### DIRECTIONS FOR THIS TASK
Carry on the forum post about reading a remote UTF-8 file in PHP, starting after its final line.

### SELECTED EXCERPT
▬▬▬▬▬▬

I need to get content of the remote file in utf-8 encoding. The file in in utf-8. When I display that file on screen, it has proper encoding:
http://www.parfumeriafox.sk/source_file.html
(notice the ň
and č
characters, for example, these are alright).
When I run this code:
<?php
$url = 'http://parfumeriafox.sk/source_file.html';
$csv = file_get_contents_utf8($url);
header('Content-type: text/html; charset=utf-8');
print $csv;
function file_get_contents_utf8($fn) {
$content = file_get_contents($fn);
return mb_convert_encoding($content, 'utf-8');
}
(you can run it using http://www.parfumeriafox.sk/encoding.php), then I get question marks instead of those special characters. I have done huge research on this, I have tried standard file_read_contents
function, I have even used some stream bla bla php context function, I also tried fopen and fread function to read that file on binary level, nothing seems to work. I have tried that with and without sending header. This is supposed to be perfectly siple, what am I doing wrong? When I check that string with some encoding detect function, it returns UTF-8
.
How about this one????

▬▬▬▬▬▬

Labeled area outline items

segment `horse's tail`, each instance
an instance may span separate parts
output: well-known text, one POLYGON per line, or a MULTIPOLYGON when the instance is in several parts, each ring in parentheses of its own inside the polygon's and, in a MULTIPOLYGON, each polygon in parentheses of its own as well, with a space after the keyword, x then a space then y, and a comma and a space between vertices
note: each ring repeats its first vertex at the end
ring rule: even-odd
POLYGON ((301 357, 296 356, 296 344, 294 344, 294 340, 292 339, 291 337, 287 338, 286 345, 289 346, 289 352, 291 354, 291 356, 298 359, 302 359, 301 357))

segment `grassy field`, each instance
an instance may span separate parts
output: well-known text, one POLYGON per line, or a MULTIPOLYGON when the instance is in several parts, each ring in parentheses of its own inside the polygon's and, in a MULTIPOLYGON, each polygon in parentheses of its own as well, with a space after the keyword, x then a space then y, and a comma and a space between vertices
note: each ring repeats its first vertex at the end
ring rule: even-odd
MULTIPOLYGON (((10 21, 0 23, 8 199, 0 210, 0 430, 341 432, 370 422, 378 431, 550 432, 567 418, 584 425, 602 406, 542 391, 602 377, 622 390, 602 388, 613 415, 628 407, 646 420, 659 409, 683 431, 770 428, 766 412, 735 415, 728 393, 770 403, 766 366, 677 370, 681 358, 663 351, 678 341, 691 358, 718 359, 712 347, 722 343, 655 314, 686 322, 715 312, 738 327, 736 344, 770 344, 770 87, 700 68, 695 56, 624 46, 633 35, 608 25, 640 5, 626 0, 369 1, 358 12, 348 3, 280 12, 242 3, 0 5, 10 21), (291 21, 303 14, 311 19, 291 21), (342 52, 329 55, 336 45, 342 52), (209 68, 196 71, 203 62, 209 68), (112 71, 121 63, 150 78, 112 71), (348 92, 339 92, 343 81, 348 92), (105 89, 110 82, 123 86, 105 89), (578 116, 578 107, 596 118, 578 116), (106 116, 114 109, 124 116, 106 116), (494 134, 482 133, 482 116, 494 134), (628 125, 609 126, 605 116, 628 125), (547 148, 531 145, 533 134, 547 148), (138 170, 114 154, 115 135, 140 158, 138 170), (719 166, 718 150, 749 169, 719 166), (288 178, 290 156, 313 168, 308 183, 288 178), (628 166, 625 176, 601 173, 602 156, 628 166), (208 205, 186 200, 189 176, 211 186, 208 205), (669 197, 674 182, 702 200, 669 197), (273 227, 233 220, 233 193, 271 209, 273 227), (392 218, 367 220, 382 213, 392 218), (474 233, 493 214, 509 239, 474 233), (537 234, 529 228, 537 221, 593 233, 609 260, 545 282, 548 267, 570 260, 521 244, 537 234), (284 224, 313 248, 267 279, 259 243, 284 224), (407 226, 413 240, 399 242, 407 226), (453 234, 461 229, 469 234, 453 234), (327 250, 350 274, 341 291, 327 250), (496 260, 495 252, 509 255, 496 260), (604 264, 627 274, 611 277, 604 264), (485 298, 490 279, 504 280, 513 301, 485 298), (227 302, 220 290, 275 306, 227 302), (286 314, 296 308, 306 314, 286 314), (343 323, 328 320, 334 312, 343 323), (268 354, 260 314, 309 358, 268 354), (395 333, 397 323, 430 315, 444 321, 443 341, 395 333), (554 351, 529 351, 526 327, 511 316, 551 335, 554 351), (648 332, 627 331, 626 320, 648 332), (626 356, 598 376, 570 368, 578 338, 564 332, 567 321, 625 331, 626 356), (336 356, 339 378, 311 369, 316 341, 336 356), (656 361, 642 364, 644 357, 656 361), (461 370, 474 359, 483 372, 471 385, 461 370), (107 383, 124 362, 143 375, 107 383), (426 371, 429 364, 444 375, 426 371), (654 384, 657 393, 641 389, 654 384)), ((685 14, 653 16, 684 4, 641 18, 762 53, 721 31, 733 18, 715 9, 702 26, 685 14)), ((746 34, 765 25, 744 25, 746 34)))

▬▬▬▬▬▬

### ANSWER TO THE TASK
For this one I used header('Content-Type: text/plain;; charset=Windows-1250');
bergamot, citrón, tráva, rebarbora, bazalka;levanduľa, škorica, hruška;céderové drevo, vanilka, pižmo, amberlyn
This code works for me
<?php
header('Content-Type: text/plain;charset=Windows-1250');
echo file_get_contents('http://www.parfumeriafox.sk/source_file.html');
?>
The problem is not with file_get_contents()
I save the $data to a file and the characters were correct but still not encoded correctly by my text editor. See image below.
$data = file_get_contents('http://www.parfumeriafox.sk/source_file.html');
file_put_contents('doc.txt',$data);
Seems to be one problematic character as shown here. It also is seen on the HTML image below. Renders as ¾
Its Hex value is xBE (190 decimal)
I tried these two character sets. Neither worked.
header('Content-Type: text/plain; charset=ISO 8859-1');
header('Content-Type: text/plain; charset=ISO 8859-2');
END OF UPDATE
It works by adding a header WITHOUT charset=utf-8.
These two headers work
header('Content-Type: text/plain');
header('Content-Type: text/html');
These two headers do NOT work
header('Content-Type: text/plain; charset=utf-8');
header('Content-Type: text/html; charset=utf-8');
This code is tested and displayed all characters.
<?php
header('Content-Type: text/plain');
echo file_get_contents('http://www.parfumeriafox.sk/source_file.html');
?>
<?php
header('Content-Type: text/html');
echo file_get_contents('http://www.parfumeriafox.sk/source_file.html');
?>
These are some of the problematic characters with their Hex values.
This is the saved file viewed in Notepad++ with UTF-8 Encoding.
Check the Hex values against these character sets.
From the above table I saw the character set was Latin2.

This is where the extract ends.